Output each line of the records below as a numbered list, omitting any blank lines.

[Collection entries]

---------------

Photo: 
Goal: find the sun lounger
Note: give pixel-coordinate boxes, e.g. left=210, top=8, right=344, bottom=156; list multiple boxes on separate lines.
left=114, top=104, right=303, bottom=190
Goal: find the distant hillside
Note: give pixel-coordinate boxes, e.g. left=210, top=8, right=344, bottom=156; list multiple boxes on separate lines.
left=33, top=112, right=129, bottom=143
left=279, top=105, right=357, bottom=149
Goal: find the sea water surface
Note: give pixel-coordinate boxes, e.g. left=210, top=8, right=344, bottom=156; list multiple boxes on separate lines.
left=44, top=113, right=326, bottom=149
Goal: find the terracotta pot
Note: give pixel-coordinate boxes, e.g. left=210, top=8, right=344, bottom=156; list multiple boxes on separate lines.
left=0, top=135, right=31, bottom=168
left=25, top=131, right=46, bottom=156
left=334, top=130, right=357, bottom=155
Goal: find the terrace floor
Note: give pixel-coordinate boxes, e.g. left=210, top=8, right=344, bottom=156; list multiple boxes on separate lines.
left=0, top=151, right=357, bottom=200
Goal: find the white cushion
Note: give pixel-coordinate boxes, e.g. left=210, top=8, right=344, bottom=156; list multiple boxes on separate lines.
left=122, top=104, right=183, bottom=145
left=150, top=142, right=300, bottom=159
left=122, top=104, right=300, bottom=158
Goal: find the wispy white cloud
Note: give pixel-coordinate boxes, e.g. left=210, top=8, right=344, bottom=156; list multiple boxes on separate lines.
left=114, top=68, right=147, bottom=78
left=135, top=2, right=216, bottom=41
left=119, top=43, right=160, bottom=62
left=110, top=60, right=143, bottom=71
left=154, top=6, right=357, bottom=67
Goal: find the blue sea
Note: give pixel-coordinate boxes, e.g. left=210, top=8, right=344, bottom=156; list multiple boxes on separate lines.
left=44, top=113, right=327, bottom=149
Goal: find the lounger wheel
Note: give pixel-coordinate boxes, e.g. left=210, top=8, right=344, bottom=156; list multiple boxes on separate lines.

---------------

Correct result:
1. Photo: 
2. Goal: find the sun lounger
3. Note: give pixel-coordinate boxes, e.g. left=210, top=8, right=344, bottom=156; list multiple boxes on separate lines.
4. left=114, top=104, right=303, bottom=190
5. Goal: find the distant hillside
6. Note: give pixel-coordinate boxes, e.g. left=210, top=8, right=344, bottom=156; list multiple boxes on separate lines.
7. left=33, top=112, right=129, bottom=143
8. left=279, top=105, right=357, bottom=149
9. Goal: find the sea water surface
10. Note: give pixel-coordinate boxes, e.g. left=210, top=8, right=344, bottom=156; list multiple boxes on separate lines.
11. left=44, top=113, right=326, bottom=149
12. Goal: find the terracotta pot
13. Note: give pixel-coordinate boxes, e.g. left=210, top=8, right=344, bottom=156; list multiple boxes on separate lines.
14. left=0, top=135, right=31, bottom=168
15. left=25, top=131, right=46, bottom=156
16. left=334, top=130, right=357, bottom=155
17. Goal: find the terrace floor
18. Note: give pixel-coordinate boxes, e.g. left=210, top=8, right=344, bottom=156; list multiple boxes on separate lines.
19. left=0, top=151, right=357, bottom=200
20. Goal: find the white cushion
21. Note: give pixel-coordinate boxes, e.g. left=210, top=8, right=344, bottom=156; list multiple boxes on separate lines.
22. left=122, top=104, right=183, bottom=145
23. left=150, top=142, right=300, bottom=159
24. left=122, top=104, right=300, bottom=158
25. Goal: find the wispy white cloud
26. Note: give pixel-coordinate boxes, e.g. left=210, top=8, right=344, bottom=156; list multiple boxes on separate lines.
27. left=114, top=68, right=147, bottom=78
28. left=135, top=2, right=216, bottom=41
29. left=119, top=43, right=160, bottom=62
30. left=110, top=60, right=143, bottom=71
31. left=154, top=6, right=357, bottom=67
32. Goal: find the blue sea
33. Note: give pixel-coordinate boxes, e.g. left=210, top=8, right=344, bottom=156; list multiple boxes on separate lines.
34. left=44, top=113, right=327, bottom=149
35. Goal: find the lounger wheel
36. Note: give pixel-coordinate boxes, e.g. left=210, top=8, right=344, bottom=156; list multiple boxes on separate lines.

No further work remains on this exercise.